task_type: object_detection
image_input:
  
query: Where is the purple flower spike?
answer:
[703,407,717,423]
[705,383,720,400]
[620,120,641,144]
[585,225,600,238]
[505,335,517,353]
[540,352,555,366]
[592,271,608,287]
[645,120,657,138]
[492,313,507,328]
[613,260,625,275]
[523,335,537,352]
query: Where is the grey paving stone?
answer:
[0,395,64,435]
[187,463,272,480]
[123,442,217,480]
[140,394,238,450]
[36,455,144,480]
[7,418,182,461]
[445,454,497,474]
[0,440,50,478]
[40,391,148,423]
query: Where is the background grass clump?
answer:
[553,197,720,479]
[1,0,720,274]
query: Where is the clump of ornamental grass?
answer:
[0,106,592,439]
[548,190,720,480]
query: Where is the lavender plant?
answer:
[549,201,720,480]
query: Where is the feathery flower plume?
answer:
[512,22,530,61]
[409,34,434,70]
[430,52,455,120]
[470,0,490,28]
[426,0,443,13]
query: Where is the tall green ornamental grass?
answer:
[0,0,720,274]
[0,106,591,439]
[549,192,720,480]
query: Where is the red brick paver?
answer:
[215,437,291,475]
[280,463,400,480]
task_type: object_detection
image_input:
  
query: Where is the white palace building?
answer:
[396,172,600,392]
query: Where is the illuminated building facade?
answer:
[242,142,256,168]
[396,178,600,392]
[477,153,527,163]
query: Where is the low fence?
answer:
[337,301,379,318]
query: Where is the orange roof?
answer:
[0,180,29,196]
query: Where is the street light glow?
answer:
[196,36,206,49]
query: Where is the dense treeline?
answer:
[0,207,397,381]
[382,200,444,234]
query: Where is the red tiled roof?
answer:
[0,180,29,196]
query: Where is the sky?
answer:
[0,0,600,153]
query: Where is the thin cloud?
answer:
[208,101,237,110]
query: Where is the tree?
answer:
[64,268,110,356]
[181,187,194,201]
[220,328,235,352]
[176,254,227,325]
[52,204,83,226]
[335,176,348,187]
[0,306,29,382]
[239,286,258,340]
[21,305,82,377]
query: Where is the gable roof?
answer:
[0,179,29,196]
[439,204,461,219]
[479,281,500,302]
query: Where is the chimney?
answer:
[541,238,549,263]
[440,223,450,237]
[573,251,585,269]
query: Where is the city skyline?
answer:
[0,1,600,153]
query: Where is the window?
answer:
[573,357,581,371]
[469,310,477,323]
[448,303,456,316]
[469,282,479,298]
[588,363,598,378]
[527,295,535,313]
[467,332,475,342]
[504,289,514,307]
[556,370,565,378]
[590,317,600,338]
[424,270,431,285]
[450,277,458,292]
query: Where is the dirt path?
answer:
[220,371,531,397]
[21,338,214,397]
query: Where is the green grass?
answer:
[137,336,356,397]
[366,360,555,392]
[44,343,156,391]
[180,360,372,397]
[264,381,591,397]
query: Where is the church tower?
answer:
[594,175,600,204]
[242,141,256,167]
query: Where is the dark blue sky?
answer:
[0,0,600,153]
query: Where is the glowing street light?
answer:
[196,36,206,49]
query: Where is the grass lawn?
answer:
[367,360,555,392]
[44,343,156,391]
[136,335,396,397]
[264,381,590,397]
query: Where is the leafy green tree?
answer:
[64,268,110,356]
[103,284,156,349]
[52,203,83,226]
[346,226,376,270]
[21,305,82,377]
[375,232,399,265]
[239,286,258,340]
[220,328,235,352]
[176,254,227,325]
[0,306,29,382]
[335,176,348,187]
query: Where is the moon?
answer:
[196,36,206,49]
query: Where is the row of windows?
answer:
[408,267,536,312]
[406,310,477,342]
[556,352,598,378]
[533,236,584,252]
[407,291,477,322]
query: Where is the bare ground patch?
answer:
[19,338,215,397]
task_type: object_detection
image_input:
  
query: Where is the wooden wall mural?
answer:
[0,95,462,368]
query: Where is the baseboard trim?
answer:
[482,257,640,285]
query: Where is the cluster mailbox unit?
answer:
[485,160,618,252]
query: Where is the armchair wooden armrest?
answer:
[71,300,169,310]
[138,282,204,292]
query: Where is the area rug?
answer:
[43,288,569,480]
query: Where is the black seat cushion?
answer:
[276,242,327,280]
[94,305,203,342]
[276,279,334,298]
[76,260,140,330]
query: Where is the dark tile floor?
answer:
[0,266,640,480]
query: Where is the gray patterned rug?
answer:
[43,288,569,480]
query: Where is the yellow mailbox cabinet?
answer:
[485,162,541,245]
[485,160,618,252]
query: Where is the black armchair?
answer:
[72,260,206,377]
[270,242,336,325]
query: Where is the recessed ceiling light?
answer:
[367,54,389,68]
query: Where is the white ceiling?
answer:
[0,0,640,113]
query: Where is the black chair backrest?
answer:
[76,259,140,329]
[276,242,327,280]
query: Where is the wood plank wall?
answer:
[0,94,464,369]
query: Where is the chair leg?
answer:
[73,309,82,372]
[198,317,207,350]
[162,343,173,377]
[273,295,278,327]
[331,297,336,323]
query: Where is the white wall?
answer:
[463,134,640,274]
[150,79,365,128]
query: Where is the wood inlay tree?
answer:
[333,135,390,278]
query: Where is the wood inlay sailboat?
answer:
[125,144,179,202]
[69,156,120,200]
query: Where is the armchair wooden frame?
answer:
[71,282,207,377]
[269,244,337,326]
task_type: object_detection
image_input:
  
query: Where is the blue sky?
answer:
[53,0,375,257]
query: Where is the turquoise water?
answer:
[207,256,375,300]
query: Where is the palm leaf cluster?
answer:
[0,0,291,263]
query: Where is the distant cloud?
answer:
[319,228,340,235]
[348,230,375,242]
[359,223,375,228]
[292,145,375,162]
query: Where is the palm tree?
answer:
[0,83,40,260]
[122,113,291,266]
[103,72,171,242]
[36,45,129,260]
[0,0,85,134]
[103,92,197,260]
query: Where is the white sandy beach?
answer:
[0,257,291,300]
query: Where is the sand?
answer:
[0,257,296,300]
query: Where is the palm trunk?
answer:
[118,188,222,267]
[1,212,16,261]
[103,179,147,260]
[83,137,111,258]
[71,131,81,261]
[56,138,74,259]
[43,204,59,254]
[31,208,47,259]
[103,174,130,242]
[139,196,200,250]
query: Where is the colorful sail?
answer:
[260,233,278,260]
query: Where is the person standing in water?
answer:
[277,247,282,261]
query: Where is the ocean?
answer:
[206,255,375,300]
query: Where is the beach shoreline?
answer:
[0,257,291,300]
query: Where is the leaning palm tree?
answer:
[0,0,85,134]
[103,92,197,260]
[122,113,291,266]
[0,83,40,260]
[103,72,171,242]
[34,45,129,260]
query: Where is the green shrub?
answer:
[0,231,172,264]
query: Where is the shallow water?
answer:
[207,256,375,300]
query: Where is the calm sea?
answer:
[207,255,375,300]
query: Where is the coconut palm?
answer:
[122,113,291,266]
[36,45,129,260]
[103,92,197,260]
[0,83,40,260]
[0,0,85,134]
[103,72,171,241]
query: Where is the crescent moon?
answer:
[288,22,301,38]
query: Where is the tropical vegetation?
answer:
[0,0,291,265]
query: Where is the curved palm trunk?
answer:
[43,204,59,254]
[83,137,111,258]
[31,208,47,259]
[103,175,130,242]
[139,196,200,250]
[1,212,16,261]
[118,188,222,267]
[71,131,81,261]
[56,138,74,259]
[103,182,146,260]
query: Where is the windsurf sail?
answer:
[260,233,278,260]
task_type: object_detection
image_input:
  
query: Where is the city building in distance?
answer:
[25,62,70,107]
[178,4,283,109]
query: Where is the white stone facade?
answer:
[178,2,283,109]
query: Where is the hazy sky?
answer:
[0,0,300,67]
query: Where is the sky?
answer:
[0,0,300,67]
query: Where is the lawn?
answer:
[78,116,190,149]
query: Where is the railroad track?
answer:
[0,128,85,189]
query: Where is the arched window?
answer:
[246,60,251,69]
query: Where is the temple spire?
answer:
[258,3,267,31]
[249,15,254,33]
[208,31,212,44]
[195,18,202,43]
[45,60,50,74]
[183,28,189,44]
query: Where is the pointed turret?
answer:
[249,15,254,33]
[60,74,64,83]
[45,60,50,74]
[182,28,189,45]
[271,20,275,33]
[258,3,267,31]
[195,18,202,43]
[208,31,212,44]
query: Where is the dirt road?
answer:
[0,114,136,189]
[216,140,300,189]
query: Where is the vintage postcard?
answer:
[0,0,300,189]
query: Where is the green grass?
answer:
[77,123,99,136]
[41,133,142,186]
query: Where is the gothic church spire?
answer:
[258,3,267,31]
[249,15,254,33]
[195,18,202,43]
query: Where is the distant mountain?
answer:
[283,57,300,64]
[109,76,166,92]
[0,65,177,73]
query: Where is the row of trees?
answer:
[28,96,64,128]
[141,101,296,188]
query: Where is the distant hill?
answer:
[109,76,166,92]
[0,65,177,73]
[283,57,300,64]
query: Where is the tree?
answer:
━━━━━━━━━━━━━━━━━━━━━━━━━━━━━━
• [AIM] Print the lines above without any change, beginning at the line that contains "query: Where is the row of trees?" and ending with the final line.

• [RESULT OF THIS EXERCISE]
query: Where is the row of trees?
answer:
[28,96,64,128]
[141,101,296,188]
query: Where is the distant hill?
answer:
[109,76,166,92]
[0,65,177,73]
[283,57,300,64]
query: Where is the tree?
answer:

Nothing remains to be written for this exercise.